Starting at the beginning of the records and ending at the line that contains "[[411, 190, 432, 210]]", with both ends included, give every line again, requests included. Scale each bounding-box coordinate in the answers by 0.55, round it to a whole number with halves rounded up, return only those lines, and leave out the pictures.
____________
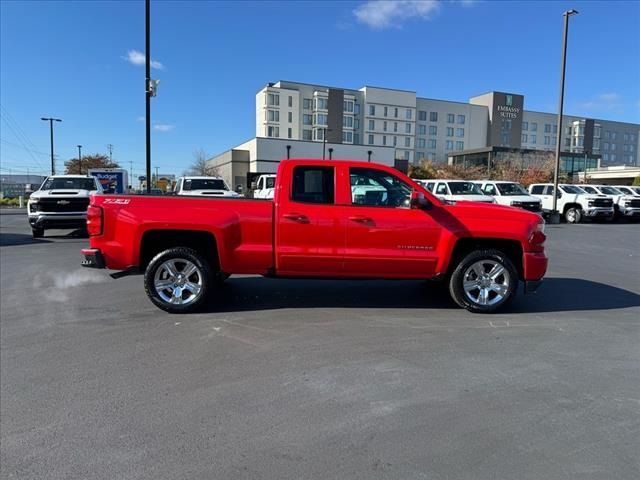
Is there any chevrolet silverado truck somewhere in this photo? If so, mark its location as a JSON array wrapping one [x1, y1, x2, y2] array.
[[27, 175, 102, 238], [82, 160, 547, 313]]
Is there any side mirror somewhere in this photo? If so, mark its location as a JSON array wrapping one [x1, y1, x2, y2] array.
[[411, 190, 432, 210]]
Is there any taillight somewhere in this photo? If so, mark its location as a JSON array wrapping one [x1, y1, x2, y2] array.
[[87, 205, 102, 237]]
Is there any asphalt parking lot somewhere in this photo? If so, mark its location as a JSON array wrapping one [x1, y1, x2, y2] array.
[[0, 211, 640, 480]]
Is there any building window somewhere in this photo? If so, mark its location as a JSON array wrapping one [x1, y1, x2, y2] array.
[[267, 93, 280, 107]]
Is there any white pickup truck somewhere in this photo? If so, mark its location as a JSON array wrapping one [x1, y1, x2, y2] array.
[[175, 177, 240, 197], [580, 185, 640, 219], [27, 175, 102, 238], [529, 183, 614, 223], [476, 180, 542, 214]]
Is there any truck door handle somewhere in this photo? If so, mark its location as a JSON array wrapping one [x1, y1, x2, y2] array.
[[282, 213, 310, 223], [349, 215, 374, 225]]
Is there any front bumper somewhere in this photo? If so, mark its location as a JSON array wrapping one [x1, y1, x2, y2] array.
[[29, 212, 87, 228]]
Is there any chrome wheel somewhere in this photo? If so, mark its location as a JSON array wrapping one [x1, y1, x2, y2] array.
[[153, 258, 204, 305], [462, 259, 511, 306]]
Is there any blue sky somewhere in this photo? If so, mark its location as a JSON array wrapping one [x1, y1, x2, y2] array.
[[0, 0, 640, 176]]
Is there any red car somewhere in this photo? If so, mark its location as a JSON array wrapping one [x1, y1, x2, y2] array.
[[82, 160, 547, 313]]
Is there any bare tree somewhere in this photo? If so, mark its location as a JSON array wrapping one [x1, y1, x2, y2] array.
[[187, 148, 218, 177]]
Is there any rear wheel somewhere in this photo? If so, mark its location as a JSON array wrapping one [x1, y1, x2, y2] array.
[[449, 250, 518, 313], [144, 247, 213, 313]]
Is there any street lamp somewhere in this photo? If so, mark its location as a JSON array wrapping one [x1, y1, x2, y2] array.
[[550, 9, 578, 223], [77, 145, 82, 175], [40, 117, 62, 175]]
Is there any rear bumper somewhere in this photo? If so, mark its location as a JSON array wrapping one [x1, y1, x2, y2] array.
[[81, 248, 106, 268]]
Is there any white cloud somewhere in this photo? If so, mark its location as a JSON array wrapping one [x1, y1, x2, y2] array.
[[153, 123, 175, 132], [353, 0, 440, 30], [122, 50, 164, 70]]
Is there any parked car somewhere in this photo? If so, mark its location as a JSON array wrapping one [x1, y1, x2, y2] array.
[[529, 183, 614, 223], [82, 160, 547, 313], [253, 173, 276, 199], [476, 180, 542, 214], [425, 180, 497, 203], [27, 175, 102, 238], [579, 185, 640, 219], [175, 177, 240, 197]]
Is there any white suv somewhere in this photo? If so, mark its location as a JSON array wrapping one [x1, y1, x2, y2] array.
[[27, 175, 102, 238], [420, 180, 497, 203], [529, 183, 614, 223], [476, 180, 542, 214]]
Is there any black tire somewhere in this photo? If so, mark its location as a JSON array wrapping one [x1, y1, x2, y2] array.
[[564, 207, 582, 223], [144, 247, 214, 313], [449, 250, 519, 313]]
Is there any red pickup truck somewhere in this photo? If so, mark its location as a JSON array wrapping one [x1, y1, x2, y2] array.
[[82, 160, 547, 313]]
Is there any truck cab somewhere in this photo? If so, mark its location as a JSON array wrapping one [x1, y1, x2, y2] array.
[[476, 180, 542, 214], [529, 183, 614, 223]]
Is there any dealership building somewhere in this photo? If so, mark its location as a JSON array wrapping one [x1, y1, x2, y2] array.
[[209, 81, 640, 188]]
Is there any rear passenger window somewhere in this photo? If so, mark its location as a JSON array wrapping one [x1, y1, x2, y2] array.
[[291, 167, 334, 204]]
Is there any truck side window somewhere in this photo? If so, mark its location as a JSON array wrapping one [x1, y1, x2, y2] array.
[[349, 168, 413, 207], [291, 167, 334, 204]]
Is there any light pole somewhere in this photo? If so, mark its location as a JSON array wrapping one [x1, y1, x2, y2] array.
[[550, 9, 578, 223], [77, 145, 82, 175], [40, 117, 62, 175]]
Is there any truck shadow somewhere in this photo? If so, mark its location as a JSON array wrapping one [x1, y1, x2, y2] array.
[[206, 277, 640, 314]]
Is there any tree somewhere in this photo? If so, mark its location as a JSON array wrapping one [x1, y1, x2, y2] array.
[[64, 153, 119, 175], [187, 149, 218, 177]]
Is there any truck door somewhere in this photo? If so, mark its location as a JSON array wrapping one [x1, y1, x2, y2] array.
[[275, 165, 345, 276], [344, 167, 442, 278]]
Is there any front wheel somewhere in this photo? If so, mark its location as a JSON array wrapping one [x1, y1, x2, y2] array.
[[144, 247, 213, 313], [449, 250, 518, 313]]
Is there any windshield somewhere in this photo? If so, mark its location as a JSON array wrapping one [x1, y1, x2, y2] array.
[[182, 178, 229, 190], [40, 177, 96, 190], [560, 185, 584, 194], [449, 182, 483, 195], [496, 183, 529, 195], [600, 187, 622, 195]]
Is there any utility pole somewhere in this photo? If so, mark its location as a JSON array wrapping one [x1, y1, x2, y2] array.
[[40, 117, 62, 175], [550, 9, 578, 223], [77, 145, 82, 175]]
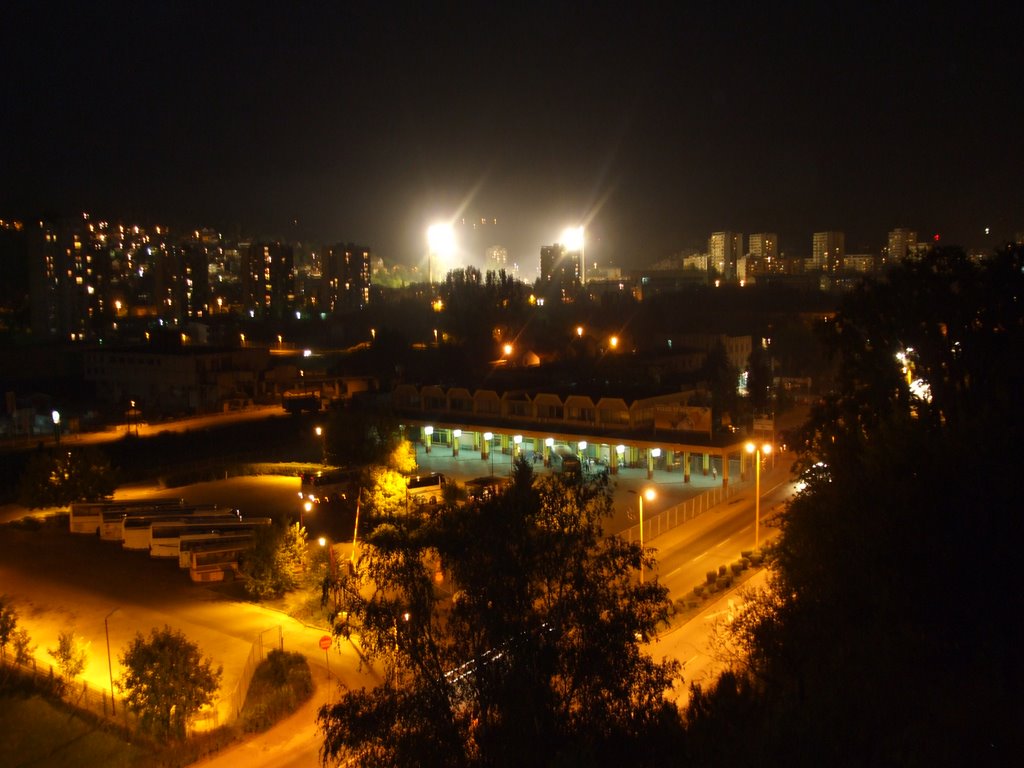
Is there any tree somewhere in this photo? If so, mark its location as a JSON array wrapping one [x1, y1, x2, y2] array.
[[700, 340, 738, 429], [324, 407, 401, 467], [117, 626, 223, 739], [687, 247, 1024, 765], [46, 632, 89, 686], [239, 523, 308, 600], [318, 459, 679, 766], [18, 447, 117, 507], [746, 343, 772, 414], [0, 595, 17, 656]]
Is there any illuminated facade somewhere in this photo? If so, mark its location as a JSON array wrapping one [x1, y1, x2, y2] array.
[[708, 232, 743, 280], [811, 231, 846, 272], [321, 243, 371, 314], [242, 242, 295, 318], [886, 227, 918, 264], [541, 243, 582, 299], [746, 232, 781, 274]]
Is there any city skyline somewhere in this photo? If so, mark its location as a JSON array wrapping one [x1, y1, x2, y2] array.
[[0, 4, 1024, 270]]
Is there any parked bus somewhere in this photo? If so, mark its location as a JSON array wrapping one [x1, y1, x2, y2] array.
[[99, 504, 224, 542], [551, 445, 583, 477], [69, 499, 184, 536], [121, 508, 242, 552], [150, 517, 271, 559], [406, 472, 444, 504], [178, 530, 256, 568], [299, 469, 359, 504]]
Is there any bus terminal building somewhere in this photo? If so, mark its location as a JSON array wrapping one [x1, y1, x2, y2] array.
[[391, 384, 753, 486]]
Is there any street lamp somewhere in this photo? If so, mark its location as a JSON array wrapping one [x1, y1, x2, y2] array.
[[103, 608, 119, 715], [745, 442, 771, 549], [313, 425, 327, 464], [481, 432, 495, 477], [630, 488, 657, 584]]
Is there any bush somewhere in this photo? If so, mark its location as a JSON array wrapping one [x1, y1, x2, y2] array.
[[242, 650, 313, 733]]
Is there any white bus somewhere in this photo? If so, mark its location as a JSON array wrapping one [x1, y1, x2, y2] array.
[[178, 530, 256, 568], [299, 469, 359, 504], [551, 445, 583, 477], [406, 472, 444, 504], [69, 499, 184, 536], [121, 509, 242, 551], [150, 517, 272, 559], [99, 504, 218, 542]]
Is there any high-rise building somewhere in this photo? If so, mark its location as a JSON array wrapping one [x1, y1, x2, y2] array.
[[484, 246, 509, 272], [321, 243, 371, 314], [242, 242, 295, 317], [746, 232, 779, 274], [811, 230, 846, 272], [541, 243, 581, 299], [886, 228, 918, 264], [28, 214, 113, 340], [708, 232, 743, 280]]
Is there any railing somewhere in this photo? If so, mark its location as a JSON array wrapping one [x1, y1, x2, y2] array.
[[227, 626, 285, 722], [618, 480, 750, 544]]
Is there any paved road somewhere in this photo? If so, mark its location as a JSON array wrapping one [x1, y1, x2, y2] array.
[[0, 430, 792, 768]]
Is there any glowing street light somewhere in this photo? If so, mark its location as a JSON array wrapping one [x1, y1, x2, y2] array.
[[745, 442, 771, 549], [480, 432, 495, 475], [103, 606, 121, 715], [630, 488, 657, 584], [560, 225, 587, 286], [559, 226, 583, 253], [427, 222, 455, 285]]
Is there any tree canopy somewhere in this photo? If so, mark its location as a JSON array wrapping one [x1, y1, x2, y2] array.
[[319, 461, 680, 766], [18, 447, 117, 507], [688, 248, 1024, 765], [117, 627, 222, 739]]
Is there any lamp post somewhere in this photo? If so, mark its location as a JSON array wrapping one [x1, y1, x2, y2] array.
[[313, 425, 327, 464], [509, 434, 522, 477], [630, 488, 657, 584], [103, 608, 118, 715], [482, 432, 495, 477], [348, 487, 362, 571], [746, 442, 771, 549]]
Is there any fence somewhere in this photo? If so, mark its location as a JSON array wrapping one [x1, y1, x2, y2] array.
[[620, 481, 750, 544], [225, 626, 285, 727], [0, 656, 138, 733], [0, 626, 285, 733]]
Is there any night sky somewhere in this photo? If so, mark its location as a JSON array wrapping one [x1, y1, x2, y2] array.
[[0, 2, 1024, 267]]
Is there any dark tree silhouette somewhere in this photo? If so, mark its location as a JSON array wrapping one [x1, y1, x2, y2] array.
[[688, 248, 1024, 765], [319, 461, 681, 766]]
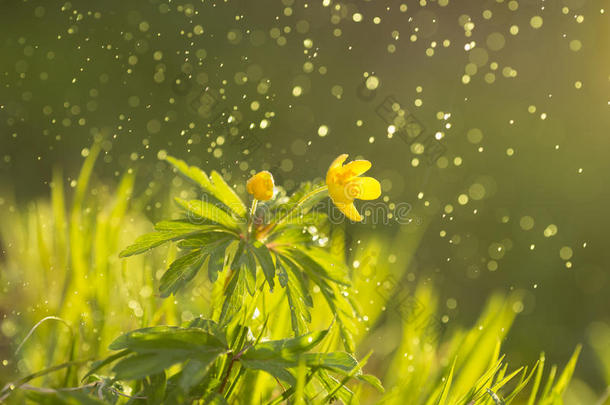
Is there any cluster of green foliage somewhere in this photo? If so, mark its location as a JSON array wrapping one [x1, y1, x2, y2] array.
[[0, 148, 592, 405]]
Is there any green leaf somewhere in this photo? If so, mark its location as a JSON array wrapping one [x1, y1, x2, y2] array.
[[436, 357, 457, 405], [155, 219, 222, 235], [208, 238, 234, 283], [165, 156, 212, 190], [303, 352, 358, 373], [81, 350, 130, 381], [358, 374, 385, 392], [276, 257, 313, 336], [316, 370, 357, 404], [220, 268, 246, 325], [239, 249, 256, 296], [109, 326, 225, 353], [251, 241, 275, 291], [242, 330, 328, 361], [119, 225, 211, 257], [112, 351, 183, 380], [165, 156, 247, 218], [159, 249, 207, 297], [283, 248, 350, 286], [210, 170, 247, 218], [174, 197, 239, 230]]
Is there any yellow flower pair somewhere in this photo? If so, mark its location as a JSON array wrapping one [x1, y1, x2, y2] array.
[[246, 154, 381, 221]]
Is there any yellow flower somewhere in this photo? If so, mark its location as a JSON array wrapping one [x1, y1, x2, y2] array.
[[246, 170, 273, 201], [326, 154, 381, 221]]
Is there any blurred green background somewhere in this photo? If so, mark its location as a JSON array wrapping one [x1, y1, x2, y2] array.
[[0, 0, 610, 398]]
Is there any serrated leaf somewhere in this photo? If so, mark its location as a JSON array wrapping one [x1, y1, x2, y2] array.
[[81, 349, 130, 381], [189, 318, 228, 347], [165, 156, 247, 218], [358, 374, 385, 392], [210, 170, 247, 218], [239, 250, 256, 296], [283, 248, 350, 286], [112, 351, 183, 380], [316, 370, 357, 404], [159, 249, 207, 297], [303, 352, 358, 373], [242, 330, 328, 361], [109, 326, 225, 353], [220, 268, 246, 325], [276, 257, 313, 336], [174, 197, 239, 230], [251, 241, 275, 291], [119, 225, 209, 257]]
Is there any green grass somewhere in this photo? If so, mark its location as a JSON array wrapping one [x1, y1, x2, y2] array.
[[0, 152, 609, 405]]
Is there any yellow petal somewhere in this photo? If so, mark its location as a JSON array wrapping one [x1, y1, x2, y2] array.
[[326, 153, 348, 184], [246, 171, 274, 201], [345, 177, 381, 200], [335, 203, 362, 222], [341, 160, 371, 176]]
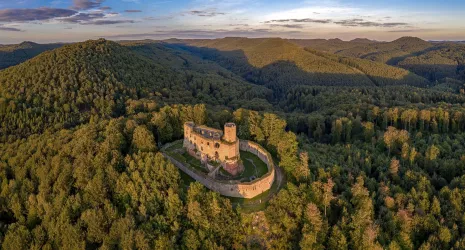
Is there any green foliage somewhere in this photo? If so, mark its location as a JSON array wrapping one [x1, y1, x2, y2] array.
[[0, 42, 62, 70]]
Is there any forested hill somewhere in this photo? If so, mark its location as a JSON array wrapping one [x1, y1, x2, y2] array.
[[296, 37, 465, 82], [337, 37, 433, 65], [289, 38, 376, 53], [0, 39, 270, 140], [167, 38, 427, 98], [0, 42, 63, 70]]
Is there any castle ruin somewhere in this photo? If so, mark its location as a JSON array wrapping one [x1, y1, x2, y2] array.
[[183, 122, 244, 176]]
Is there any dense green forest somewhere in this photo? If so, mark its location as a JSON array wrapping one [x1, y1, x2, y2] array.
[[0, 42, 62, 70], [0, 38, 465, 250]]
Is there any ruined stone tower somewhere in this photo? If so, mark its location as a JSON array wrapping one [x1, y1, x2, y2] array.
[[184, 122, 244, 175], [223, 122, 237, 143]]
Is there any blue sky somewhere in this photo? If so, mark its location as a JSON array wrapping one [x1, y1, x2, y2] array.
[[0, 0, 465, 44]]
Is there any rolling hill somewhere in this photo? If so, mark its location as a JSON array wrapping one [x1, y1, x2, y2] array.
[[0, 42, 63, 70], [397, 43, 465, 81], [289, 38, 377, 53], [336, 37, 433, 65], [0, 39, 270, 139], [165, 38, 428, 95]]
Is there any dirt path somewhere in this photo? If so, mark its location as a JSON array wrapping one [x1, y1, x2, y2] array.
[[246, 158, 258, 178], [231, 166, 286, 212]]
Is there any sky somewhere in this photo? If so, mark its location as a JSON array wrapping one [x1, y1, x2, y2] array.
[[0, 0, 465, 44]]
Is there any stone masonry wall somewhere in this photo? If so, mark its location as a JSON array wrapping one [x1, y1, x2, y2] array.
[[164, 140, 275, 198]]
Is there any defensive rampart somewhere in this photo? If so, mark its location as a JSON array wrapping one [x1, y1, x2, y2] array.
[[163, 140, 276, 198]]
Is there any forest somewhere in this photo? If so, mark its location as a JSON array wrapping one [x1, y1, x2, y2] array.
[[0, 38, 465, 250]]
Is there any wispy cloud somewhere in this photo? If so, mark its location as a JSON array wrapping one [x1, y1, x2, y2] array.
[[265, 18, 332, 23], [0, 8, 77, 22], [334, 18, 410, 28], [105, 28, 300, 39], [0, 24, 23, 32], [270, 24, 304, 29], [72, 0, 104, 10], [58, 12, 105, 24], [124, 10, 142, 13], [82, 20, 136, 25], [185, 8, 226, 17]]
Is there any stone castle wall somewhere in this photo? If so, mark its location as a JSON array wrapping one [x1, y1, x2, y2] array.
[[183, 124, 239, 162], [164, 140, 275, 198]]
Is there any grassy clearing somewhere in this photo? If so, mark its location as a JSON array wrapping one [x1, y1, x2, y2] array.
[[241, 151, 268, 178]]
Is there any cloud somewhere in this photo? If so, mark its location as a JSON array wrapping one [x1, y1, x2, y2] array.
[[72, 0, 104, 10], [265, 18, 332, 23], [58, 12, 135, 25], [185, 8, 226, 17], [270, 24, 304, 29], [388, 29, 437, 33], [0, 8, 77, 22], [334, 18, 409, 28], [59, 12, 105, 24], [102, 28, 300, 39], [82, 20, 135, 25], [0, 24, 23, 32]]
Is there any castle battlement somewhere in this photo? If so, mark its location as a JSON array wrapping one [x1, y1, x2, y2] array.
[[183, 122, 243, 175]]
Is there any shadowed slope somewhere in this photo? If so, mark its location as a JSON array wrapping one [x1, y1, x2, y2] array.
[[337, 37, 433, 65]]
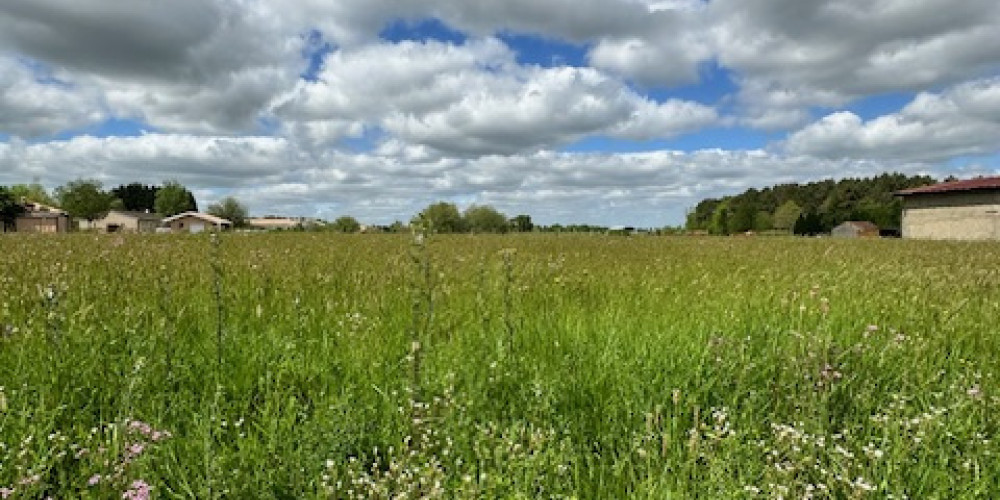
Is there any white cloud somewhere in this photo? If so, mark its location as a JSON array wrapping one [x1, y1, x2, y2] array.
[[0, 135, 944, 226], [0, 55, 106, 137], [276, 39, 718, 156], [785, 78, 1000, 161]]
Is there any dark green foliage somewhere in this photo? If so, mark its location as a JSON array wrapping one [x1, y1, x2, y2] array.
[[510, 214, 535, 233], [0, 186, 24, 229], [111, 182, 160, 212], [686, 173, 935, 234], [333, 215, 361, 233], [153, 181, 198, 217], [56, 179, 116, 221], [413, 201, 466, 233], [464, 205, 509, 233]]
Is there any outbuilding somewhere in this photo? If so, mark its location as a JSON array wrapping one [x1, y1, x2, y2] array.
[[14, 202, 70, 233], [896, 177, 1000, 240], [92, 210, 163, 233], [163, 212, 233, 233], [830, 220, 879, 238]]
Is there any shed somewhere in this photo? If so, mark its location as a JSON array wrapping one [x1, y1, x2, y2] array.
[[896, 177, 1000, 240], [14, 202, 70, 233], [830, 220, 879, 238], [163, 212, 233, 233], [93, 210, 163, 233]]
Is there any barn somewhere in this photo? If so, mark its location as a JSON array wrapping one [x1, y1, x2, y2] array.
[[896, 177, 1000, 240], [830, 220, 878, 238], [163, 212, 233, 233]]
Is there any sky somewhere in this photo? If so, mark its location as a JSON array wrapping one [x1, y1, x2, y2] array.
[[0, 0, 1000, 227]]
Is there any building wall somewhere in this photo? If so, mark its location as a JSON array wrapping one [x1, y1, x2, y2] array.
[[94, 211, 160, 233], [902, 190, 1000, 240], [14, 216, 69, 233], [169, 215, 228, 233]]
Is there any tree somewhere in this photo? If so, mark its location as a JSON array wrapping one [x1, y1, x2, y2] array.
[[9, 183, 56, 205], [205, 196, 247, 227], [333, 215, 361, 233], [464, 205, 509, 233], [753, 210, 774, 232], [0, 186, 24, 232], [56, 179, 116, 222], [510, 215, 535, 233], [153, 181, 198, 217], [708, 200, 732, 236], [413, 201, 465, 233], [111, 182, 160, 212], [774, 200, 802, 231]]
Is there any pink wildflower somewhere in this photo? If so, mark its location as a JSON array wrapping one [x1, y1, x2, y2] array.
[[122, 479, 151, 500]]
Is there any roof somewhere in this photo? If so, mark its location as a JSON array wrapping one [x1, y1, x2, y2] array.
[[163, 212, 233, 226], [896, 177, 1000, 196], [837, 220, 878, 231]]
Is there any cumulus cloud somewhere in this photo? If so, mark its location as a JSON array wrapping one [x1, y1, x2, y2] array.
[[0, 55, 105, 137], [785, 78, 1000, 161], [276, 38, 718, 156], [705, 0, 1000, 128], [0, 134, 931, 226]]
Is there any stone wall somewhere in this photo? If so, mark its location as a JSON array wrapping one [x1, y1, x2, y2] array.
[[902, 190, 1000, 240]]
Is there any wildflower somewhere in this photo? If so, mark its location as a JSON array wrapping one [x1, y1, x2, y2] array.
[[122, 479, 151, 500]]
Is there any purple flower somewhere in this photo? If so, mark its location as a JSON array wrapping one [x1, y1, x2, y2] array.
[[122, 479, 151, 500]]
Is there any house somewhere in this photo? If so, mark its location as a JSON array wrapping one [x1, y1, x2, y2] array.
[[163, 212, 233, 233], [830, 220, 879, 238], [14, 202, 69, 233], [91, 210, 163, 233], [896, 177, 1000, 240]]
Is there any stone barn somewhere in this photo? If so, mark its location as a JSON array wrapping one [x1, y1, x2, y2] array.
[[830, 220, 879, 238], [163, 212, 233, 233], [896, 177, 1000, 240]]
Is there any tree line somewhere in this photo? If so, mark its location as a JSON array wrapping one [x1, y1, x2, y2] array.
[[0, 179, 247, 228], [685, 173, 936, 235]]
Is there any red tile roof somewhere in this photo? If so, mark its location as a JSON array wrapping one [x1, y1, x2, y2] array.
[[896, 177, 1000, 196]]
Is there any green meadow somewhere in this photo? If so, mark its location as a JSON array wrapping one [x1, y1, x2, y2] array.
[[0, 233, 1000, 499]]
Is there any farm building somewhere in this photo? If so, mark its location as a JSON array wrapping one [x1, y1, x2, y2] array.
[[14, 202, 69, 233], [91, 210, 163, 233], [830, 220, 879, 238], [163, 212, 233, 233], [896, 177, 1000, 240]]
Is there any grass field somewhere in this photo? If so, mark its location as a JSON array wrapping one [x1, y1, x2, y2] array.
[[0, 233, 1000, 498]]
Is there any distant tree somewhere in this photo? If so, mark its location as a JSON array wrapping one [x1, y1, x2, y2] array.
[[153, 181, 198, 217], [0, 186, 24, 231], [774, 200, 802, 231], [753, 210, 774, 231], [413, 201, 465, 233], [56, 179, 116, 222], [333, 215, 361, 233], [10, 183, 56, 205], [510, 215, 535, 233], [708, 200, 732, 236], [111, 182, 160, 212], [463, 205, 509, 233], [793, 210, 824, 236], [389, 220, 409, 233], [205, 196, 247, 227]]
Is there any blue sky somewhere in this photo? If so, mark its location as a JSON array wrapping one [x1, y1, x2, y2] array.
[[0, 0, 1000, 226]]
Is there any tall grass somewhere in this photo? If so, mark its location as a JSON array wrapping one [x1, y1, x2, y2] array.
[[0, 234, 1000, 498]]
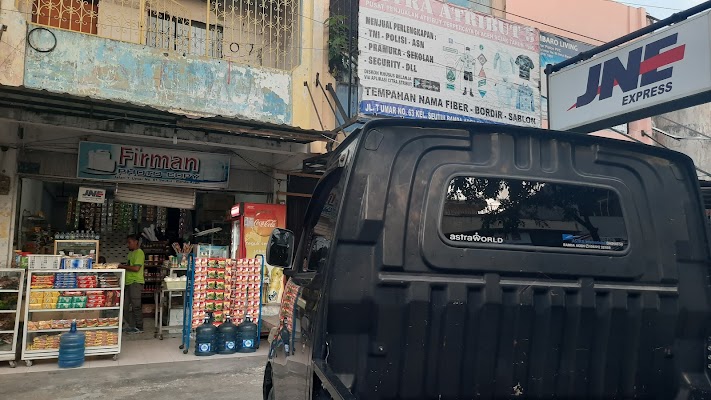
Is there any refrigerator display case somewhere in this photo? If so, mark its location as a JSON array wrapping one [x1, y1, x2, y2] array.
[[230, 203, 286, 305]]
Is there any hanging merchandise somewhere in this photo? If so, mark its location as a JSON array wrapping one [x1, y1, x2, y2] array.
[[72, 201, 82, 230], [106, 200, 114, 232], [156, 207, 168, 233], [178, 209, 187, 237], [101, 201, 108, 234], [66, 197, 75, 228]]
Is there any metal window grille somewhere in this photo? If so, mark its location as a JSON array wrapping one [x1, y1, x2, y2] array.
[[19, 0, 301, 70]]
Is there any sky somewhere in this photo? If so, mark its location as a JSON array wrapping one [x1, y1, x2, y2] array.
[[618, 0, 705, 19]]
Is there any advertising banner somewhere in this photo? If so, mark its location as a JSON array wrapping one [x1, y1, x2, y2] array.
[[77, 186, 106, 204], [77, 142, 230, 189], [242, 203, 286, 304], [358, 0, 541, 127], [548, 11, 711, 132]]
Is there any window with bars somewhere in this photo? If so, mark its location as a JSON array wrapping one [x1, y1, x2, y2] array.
____________
> EXPECTED ANSWER:
Is there any chevrolet silverado truck somewhere in this photo? If so, mark its location as a JSON array wrapping one [x1, y1, x2, y2] array.
[[15, 96, 56, 131], [45, 88, 301, 172]]
Is there any side mirror somewhere in this photo? If so, mark its location as a JSON array wrapping one [x1, y1, x2, y2] array.
[[226, 105, 238, 116]]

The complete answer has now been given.